WHAT YOU SHOULD DO:
Reproduce the items below from their start through the line containing "12), (102, 1)]]", requests included, raising every coordinate in the answers by 30. Omit the pictures.

[Boundary annotation records]
------------------------------------
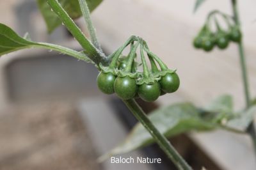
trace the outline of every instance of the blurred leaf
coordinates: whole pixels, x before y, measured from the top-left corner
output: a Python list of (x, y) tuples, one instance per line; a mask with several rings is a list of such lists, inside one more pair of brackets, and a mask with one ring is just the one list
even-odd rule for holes
[[(195, 130), (210, 130), (215, 128), (211, 122), (206, 122), (200, 117), (196, 107), (191, 103), (180, 103), (161, 107), (148, 116), (153, 124), (166, 137)], [(126, 153), (154, 142), (147, 130), (138, 123), (126, 137), (124, 143), (103, 155), (100, 160), (116, 154)]]
[(251, 105), (256, 105), (256, 98), (254, 98), (251, 101)]
[(194, 13), (199, 8), (199, 7), (205, 1), (205, 0), (196, 0), (194, 6)]
[(255, 114), (256, 105), (253, 105), (248, 109), (241, 112), (234, 118), (230, 120), (225, 126), (240, 130), (245, 130), (253, 120)]
[(233, 112), (233, 100), (229, 95), (221, 95), (209, 104), (204, 109), (212, 112), (231, 113)]
[(229, 119), (234, 116), (232, 97), (223, 95), (217, 97), (202, 109), (202, 114), (205, 120), (211, 122), (220, 122), (223, 119)]
[[(26, 36), (28, 38), (28, 35)], [(40, 47), (54, 50), (86, 62), (92, 62), (84, 54), (58, 45), (37, 43), (19, 36), (9, 27), (0, 23), (0, 56), (24, 49)]]
[[(48, 32), (51, 33), (61, 24), (61, 21), (51, 10), (47, 1), (47, 0), (37, 0), (39, 8), (46, 22)], [(78, 0), (59, 0), (58, 1), (72, 19), (78, 19), (82, 16)], [(102, 0), (87, 0), (90, 12), (93, 12), (102, 1)]]

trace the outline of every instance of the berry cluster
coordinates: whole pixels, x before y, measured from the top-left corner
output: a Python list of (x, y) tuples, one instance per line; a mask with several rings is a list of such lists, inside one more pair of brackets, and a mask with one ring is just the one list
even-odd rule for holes
[[(216, 18), (214, 17), (214, 25), (216, 30), (212, 31), (210, 29), (209, 23), (214, 15), (220, 14), (224, 22), (227, 24), (225, 30), (221, 27)], [(232, 19), (218, 11), (210, 13), (205, 24), (198, 33), (193, 41), (194, 47), (196, 49), (202, 49), (205, 51), (211, 51), (216, 45), (220, 49), (225, 49), (228, 46), (230, 41), (239, 43), (242, 38), (241, 32), (237, 26), (234, 24)]]
[[(124, 56), (122, 52), (129, 45), (130, 52)], [(140, 65), (136, 61), (139, 47), (143, 72), (138, 70)], [(150, 68), (144, 53), (150, 63)], [(180, 81), (175, 70), (168, 69), (140, 37), (131, 36), (109, 58), (111, 62), (108, 66), (100, 66), (101, 71), (97, 77), (98, 87), (106, 94), (115, 93), (123, 100), (140, 97), (152, 102), (160, 95), (173, 93), (179, 88)]]

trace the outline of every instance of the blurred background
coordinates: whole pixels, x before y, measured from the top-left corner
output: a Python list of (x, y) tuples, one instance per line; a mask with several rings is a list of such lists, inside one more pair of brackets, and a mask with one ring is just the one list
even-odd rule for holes
[[(179, 101), (204, 105), (223, 93), (244, 105), (237, 47), (205, 53), (191, 42), (207, 14), (218, 9), (231, 14), (230, 1), (208, 0), (195, 13), (195, 1), (104, 0), (93, 22), (107, 54), (131, 35), (143, 37), (150, 49), (181, 80), (178, 92), (147, 112)], [(252, 96), (256, 95), (256, 2), (239, 1)], [(47, 35), (35, 0), (0, 1), (0, 22), (35, 41), (81, 47), (63, 27)], [(86, 32), (83, 19), (77, 21)], [(0, 59), (0, 169), (175, 169), (156, 145), (122, 155), (161, 157), (161, 165), (97, 162), (121, 142), (136, 120), (115, 96), (97, 88), (92, 65), (45, 50), (29, 49)], [(256, 162), (248, 136), (221, 130), (191, 132), (170, 139), (195, 169), (253, 170)]]

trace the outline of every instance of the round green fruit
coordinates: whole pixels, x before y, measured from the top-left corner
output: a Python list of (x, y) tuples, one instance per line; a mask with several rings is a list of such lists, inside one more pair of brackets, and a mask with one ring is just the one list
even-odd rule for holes
[(160, 84), (157, 81), (152, 83), (143, 83), (139, 86), (138, 93), (140, 97), (145, 102), (152, 102), (157, 99), (161, 93)]
[(159, 83), (163, 91), (173, 93), (179, 89), (180, 79), (176, 73), (168, 73), (161, 79)]
[(118, 77), (114, 83), (114, 90), (117, 96), (122, 99), (131, 99), (137, 93), (136, 81), (129, 76)]
[(114, 82), (116, 77), (111, 72), (100, 72), (97, 78), (98, 88), (103, 93), (110, 95), (114, 93)]

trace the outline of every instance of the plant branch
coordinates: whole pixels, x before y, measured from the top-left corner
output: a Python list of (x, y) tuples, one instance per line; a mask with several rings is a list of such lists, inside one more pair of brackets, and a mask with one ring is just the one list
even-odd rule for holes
------------------------------------
REPLY:
trace the outline of every instance of the blurred leaf
coordinates: whole pixels, x before y, measured from the top-left corner
output: a Python list of (x, y) tuples, one instance per line; a mask with several rings is a list of such lists, inside one more pair of brackets, and a mask with one ring is just the one list
even-odd rule for holes
[[(225, 160), (240, 160), (245, 158), (241, 152), (236, 152), (230, 147), (226, 137), (221, 133), (210, 133), (191, 137), (178, 146), (183, 154), (196, 167)], [(156, 183), (184, 172), (177, 160), (168, 153), (156, 167), (154, 173), (133, 185), (130, 190), (146, 184)]]
[(281, 135), (286, 135), (286, 128), (284, 128), (281, 131)]
[(224, 43), (229, 38), (229, 37), (235, 31), (235, 30), (226, 30), (224, 36)]
[(285, 144), (286, 135), (283, 135), (278, 139), (271, 142), (264, 148), (260, 150), (255, 156), (270, 160), (275, 160), (283, 150)]
[(263, 142), (263, 130), (259, 125), (251, 125), (239, 134), (234, 139), (242, 142), (261, 143)]
[(259, 149), (264, 146), (262, 127), (253, 125), (247, 127), (232, 139), (232, 144), (235, 150), (241, 152), (250, 152), (253, 149)]
[[(56, 66), (58, 68), (58, 65)], [(70, 77), (84, 80), (116, 92), (122, 92), (114, 84), (88, 75), (67, 73), (49, 66), (39, 57), (30, 53), (30, 86), (54, 79)]]
[[(78, 62), (81, 63), (91, 54), (91, 51), (81, 40), (77, 31), (77, 30), (67, 30), (69, 38), (76, 52)], [(108, 30), (89, 30), (88, 31), (102, 49), (108, 49), (112, 46)], [(132, 30), (117, 30), (120, 42), (123, 42), (132, 31)]]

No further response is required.